— Условия задания —
Выпишите слово в слово из текста о том, почему у Пушкина море мужского рода, кусок между «Не славь его.» и «как мужскую фигуру.», включая сами эти слова.

— Фрагмент текста —
##########
Ю. М. Лотман

Почему море в мужском роде?

В стихотворении Пушкина «К морю» поэт, обращаясь к морю, использует грамматические формы мужского рода:

...ты взыграл, неодолимый, —
И стая тонет кораблей...
<...>
Ты ждал, ты звал... я был окован [1].

Объяснить это странное, с точки зрения русского языка, употребление можно несколькими способами. Во-первых, несколькими строфами дальше Пушкин заменяет «море» на «океан»:

Теперь куда же
Меня б ты вынес, океан?

С этой точки зрения, предшествующие стихи можно трактовать как «упреждающую ошибку» грамматического сознания поэта, подобную той, которая известна при описках или опечатках, когда буквы последующего слова непроизвольно попадают в предыдущее. Однако вряд ли можно согласиться, что перед нами простая ошибка. Во-вторых, можно было бы указать на интересное объяснение, данное Б. А. Майминым: «Море в стихотворении оказалось мужского рода не по связи его с океаном, а потому, что оно для поэта как друг. „Как друга ропот заунывный" <...>. В русском языке формы мужского рода имени существительного способны выражать признаки одушевленности в несравненно большей степени, нежели формы среднего рода. Море для поэта совсем как друг — и значит оно для него совсем живое, одушевленное. В глубине поэтического и романтического, не признающего формальных стеснений и потому свободного сознания море-друг только и может быть мужского одушевленного рода, и оно в языке тоже (скорее всего неосознанно для поэта) принимает на себя мужской род. Видимая ошибка Пушкина находит объяснение в законах поэтического мышления — романтического мышления» [2].

Против толкования этого места как подсознательной ошибки говорят следующие обстоятельства. Во-первых, то, что эти грамматические формы появляются уже в ранних черновиках стихотворения и сохраняются во всех последующих редакциях. Во-вторых, следует обратить внимание на образную систему другого стихотворения Пушкина.

Так море, древний душегубец,
Воспламеняет гений твой?
Ты славишь лирой золотой
Нептуна грозного трезубец.

Не славь его. В наш гнусный век
Седой Нептун Земли союзник.
На всех стихиях человек —
Тиран, предатель или узник (III, 21).

Б. Челлини. Нептун и Амфитрита,
Солонка Франциска I. Золото. 1540–1543

Б. Челлини. Нептун и Амфитрита, Солонка Франциска I. Золото. 1540–1543.

Стихотворение это содержит два ключа к образу моря в пушкинском сознании. Первый — общемифологический, в духе утвердившейся символики европейского искусства: море — Нептун. От этого и приложение в мужском роде — «древний душегубец». Однако здесь же скрыт и более специальный ключ: «Седой Нептун Земли союзник» [3]. Говоря, что «седой Нептун Земли союзник», Пушкин имел в виду не отвлеченную аллегорию, а конкретное, памятное ему полотно [4]. Оно оказывало давление на художественное мышление поэта, заставляя его воспринимать море как мужскую фигуру.
##########
— Список данных —
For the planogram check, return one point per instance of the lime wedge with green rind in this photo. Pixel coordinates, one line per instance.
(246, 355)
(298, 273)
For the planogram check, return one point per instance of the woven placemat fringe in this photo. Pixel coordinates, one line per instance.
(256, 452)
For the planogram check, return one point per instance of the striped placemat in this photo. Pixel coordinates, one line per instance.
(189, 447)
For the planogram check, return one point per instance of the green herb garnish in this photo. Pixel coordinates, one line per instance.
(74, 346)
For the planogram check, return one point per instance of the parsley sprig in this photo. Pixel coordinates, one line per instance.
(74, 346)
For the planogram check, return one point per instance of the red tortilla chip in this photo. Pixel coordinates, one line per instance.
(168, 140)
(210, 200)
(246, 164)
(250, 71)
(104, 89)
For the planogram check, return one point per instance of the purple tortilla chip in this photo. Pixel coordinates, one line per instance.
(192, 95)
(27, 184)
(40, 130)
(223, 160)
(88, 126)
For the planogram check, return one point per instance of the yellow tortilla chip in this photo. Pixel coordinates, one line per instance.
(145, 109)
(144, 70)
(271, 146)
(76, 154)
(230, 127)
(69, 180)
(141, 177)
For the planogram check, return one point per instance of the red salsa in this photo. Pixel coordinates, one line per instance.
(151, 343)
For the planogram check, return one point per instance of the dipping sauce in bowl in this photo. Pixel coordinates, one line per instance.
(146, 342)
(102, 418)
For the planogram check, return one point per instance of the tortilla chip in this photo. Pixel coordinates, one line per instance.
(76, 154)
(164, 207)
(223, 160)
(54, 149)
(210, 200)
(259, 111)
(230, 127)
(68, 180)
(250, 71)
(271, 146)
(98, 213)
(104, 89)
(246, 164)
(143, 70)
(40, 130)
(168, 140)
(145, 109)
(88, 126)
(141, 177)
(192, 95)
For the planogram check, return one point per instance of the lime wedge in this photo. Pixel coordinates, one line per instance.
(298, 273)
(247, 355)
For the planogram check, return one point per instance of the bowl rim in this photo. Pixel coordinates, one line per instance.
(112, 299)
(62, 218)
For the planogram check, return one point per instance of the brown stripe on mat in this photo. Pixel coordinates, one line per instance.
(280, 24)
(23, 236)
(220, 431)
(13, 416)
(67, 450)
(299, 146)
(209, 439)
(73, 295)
##########
— Решение задания —
Не славь его. В наш гнусный век
Седой Нептун Земли союзник.
На всех стихиях человек —
Тиран, предатель или узник (III, 21).

Б. Челлини. Нептун и Амфитрита,
Солонка Франциска I. Золото. 1540–1543

Б. Челлини. Нептун и Амфитрита, Солонка Франциска I. Золото. 1540–1543.

Стихотворение это содержит два ключа к образу моря в пушкинском сознании. Первый — общемифологический, в духе утвердившейся символики европейского искусства: море — Нептун. От этого и приложение в мужском роде — «древний душегубец». Однако здесь же скрыт и более специальный ключ: «Седой Нептун Земли союзник» [3]. Говоря, что «седой Нептун Земли союзник», Пушкин имел в виду не отвлеченную аллегорию, а конкретное, памятное ему полотно [4]. Оно оказывало давление на художественное мышление поэта, заставляя его воспринимать море как мужскую фигуру.